- [WORK REQUEST]
The data below is to be set down again exactly as written.

# # # # #

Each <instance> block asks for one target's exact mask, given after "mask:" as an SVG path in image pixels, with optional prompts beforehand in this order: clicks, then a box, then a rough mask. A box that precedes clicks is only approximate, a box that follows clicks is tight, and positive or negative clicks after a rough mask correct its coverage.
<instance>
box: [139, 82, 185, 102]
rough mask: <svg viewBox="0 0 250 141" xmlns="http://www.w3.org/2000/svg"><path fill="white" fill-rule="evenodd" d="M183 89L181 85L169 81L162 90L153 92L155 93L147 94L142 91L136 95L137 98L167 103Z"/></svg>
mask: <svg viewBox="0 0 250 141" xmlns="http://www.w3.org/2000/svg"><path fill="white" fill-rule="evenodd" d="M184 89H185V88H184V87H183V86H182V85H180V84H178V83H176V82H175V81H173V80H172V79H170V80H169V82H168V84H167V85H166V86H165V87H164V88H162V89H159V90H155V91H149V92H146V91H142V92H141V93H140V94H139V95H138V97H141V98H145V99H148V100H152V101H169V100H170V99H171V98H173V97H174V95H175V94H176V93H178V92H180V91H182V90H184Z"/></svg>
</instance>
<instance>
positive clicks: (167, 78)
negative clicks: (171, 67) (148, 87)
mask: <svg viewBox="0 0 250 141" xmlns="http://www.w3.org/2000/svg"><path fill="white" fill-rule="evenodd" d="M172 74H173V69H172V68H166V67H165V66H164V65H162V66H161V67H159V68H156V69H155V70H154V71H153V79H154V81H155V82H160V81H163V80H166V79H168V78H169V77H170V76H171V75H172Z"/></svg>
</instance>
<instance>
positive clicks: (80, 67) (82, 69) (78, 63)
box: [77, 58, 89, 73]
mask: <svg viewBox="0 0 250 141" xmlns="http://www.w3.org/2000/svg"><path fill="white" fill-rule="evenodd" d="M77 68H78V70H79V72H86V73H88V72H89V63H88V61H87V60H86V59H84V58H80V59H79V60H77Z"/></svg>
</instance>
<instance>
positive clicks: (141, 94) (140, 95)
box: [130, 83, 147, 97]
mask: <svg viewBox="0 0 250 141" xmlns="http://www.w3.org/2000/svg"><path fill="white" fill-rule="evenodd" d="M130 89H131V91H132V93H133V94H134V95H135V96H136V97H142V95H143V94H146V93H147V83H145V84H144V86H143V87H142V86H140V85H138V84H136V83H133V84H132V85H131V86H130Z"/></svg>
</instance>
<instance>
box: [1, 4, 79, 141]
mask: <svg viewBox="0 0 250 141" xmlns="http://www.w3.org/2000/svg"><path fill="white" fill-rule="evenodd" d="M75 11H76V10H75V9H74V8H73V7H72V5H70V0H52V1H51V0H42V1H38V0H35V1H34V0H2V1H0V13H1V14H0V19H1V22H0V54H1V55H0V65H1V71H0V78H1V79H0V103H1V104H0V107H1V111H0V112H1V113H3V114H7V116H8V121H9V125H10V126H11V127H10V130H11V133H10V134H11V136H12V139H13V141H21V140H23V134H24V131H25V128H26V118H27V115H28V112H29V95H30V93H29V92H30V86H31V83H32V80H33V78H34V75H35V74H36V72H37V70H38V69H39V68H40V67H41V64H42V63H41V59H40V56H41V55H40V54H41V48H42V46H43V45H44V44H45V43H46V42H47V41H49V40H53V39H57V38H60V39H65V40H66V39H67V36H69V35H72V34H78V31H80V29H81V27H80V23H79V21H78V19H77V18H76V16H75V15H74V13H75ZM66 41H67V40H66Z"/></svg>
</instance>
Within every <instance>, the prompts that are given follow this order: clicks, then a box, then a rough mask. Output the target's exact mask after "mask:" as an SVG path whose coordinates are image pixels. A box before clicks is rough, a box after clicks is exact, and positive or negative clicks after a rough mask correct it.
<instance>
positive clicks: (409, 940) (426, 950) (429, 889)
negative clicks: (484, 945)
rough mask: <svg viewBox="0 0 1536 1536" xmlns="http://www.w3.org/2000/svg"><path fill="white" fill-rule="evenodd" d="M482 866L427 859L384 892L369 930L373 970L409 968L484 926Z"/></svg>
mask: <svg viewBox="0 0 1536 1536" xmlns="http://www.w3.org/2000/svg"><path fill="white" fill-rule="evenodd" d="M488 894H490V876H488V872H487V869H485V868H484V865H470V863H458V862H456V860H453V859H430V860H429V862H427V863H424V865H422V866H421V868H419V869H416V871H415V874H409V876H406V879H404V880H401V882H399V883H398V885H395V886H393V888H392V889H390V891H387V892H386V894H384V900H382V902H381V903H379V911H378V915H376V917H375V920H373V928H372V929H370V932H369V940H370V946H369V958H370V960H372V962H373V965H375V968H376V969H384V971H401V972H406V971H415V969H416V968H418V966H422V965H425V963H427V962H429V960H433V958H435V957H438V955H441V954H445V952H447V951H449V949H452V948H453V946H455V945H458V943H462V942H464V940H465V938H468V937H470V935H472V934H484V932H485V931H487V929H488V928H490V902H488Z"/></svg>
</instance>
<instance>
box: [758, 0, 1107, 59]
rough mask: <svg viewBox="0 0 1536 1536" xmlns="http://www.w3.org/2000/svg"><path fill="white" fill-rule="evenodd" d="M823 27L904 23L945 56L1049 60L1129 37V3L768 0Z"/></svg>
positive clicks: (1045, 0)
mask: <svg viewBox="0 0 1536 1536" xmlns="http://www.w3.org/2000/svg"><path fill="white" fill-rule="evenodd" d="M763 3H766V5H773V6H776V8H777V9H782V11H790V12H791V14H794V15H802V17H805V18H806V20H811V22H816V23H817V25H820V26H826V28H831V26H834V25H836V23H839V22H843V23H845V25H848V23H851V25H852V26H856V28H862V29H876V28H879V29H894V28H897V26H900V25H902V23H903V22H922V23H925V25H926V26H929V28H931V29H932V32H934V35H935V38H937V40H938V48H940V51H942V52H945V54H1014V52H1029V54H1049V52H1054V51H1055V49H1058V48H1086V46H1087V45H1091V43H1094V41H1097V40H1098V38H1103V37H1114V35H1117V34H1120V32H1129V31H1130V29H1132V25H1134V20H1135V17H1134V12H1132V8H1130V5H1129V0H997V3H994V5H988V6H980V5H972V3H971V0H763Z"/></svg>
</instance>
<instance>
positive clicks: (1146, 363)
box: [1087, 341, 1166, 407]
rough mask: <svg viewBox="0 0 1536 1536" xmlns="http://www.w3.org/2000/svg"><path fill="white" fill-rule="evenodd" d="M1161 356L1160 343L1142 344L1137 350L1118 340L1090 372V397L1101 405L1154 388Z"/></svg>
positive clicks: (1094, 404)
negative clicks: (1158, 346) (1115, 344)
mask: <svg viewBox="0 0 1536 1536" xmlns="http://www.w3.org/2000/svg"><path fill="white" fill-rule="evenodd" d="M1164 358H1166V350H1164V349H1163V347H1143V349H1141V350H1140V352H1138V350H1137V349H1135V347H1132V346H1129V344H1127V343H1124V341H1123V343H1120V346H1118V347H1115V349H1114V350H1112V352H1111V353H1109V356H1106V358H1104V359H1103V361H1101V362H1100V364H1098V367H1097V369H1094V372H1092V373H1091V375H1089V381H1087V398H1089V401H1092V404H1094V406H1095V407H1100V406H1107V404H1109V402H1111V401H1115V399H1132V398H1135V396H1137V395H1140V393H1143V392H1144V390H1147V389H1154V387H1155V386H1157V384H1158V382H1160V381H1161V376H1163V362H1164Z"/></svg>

# # # # #

- [OUTPUT]
Each <instance> block asks for one target's exact mask, given after "mask:" as an SVG path in image pixels, with optional prompts beforehand in this order: clicks, then a box, then a rough mask. A box that precedes clicks is only approximate, a box that follows clicks is tight, and positive or negative clicks after a rough mask correct its coverage.
<instance>
box: [139, 82, 185, 102]
rough mask: <svg viewBox="0 0 250 141" xmlns="http://www.w3.org/2000/svg"><path fill="white" fill-rule="evenodd" d="M183 89L181 85L169 81L162 90L153 92L155 93L147 94L142 91L136 95L137 98L167 103Z"/></svg>
mask: <svg viewBox="0 0 250 141" xmlns="http://www.w3.org/2000/svg"><path fill="white" fill-rule="evenodd" d="M184 89H185V88H184V87H183V86H182V85H180V84H178V83H176V82H175V81H173V80H172V79H170V80H169V82H168V84H167V85H166V86H165V87H164V88H162V89H159V90H155V91H149V92H146V91H142V92H141V93H140V94H139V95H138V97H141V98H145V99H148V100H152V101H169V100H170V99H171V98H173V97H174V95H175V94H176V93H178V92H180V91H182V90H184Z"/></svg>
</instance>
<instance>
positive clicks: (167, 78)
negative clicks: (171, 67) (148, 87)
mask: <svg viewBox="0 0 250 141" xmlns="http://www.w3.org/2000/svg"><path fill="white" fill-rule="evenodd" d="M172 74H173V69H172V68H166V67H165V66H164V65H162V66H161V67H159V68H156V69H155V70H154V71H153V79H154V81H155V82H160V81H163V80H166V79H168V78H169V77H170V76H171V75H172Z"/></svg>
</instance>
<instance>
positive clicks: (80, 67) (82, 69) (78, 63)
box: [77, 58, 89, 73]
mask: <svg viewBox="0 0 250 141" xmlns="http://www.w3.org/2000/svg"><path fill="white" fill-rule="evenodd" d="M77 68H78V70H79V72H86V73H88V72H89V63H88V61H87V60H86V59H84V58H80V59H79V60H77Z"/></svg>
</instance>
<instance>
positive clicks: (141, 94) (140, 95)
box: [130, 83, 147, 97]
mask: <svg viewBox="0 0 250 141" xmlns="http://www.w3.org/2000/svg"><path fill="white" fill-rule="evenodd" d="M130 89H131V91H132V93H133V94H134V95H135V96H136V97H142V95H143V94H146V93H147V83H145V84H144V86H143V87H142V86H140V85H138V84H136V83H133V84H132V85H131V86H130Z"/></svg>
</instance>
<instance>
box: [1, 4, 79, 141]
mask: <svg viewBox="0 0 250 141" xmlns="http://www.w3.org/2000/svg"><path fill="white" fill-rule="evenodd" d="M75 11H76V10H75V9H74V8H73V7H72V5H70V0H52V1H51V0H42V1H38V0H35V1H34V0H2V1H0V13H1V14H0V19H1V22H0V54H1V55H0V65H1V71H0V78H1V79H0V103H1V104H0V107H1V111H0V112H1V113H3V114H7V116H8V121H9V125H10V126H11V127H10V130H11V133H10V134H11V136H12V139H13V141H21V140H23V134H24V131H25V128H26V118H27V115H28V112H29V95H30V93H29V92H30V86H31V83H32V80H33V78H34V75H35V74H36V72H37V70H38V69H39V68H40V67H41V64H42V63H41V59H40V56H41V55H40V54H41V48H42V46H43V45H44V44H45V43H46V42H47V41H49V40H53V39H57V38H60V39H65V40H66V39H67V36H69V35H72V34H78V31H80V29H81V27H80V23H79V21H78V19H77V18H76V16H75V15H74V13H75ZM66 41H67V40H66Z"/></svg>
</instance>
Within every <instance>, the prompts that are given follow this order: clicks, then a box, then a rough mask. Output the target's exact mask after "mask:" as an SVG path whose coordinates are image pixels. A box before clicks is rough, a box after clicks is exact, and positive or negative clicks after a rough mask correct it.
<instance>
positive clicks: (409, 940) (426, 950) (429, 889)
negative clicks: (484, 945)
rough mask: <svg viewBox="0 0 1536 1536" xmlns="http://www.w3.org/2000/svg"><path fill="white" fill-rule="evenodd" d="M482 866L427 859L384 892L369 930L373 970L409 968L484 926Z"/></svg>
mask: <svg viewBox="0 0 1536 1536" xmlns="http://www.w3.org/2000/svg"><path fill="white" fill-rule="evenodd" d="M488 894H490V876H488V872H487V869H485V868H484V865H470V863H458V862H456V860H453V859H430V860H429V862H427V863H424V865H422V866H421V868H419V869H416V871H415V874H409V876H406V879H404V880H401V882H399V883H398V885H395V886H393V888H392V889H390V891H387V892H386V894H384V900H382V902H381V903H379V911H378V915H376V917H375V920H373V928H372V929H370V932H369V940H370V946H369V958H370V960H372V962H373V965H375V968H376V969H384V971H401V972H406V971H415V969H416V968H418V966H422V965H425V963H427V962H429V960H433V958H435V957H438V955H441V954H445V952H447V951H449V949H452V948H453V946H455V945H458V943H462V942H464V940H465V938H468V937H470V935H472V934H484V932H485V931H487V929H488V928H490V902H488Z"/></svg>
</instance>
<instance>
box: [758, 0, 1107, 59]
rough mask: <svg viewBox="0 0 1536 1536" xmlns="http://www.w3.org/2000/svg"><path fill="white" fill-rule="evenodd" d="M823 27L904 23L945 56L1049 60L1129 37V3L768 0Z"/></svg>
positive clicks: (1045, 0)
mask: <svg viewBox="0 0 1536 1536" xmlns="http://www.w3.org/2000/svg"><path fill="white" fill-rule="evenodd" d="M763 3H766V5H773V6H776V8H777V9H782V11H790V12H791V14H794V15H802V17H805V18H806V20H811V22H816V23H817V25H820V26H826V28H831V26H834V25H836V23H839V22H843V23H845V25H848V23H851V25H852V26H856V28H862V29H876V28H879V29H894V28H897V26H900V25H902V23H903V22H922V23H925V25H926V26H929V28H931V29H932V32H934V35H935V38H937V40H938V48H940V51H942V52H945V54H1014V52H1029V54H1049V52H1054V51H1055V49H1058V48H1086V46H1087V45H1091V43H1094V41H1097V40H1098V38H1103V37H1114V35H1117V34H1120V32H1129V31H1130V29H1132V25H1134V20H1135V17H1134V12H1132V8H1130V5H1129V0H997V3H994V5H988V6H980V5H972V3H971V0H763Z"/></svg>
</instance>
<instance>
positive clicks: (1146, 363)
box: [1087, 341, 1166, 407]
rough mask: <svg viewBox="0 0 1536 1536" xmlns="http://www.w3.org/2000/svg"><path fill="white" fill-rule="evenodd" d="M1161 356L1160 343L1142 344L1137 350L1118 340L1090 372V397L1101 405L1154 388Z"/></svg>
positive clicks: (1094, 404)
negative clicks: (1158, 346) (1115, 344)
mask: <svg viewBox="0 0 1536 1536" xmlns="http://www.w3.org/2000/svg"><path fill="white" fill-rule="evenodd" d="M1164 358H1166V350H1164V349H1163V347H1143V349H1141V350H1140V352H1138V350H1137V349H1135V347H1132V346H1129V344H1127V343H1124V341H1123V343H1120V346H1118V347H1115V349H1114V350H1112V352H1111V353H1109V356H1106V358H1104V359H1103V361H1101V362H1100V364H1098V367H1097V369H1094V372H1092V373H1091V375H1089V381H1087V398H1089V401H1092V404H1094V406H1095V407H1100V406H1107V404H1109V402H1111V401H1115V399H1132V398H1135V396H1137V395H1140V393H1143V392H1144V390H1147V389H1154V387H1155V386H1157V384H1158V382H1160V381H1161V376H1163V362H1164Z"/></svg>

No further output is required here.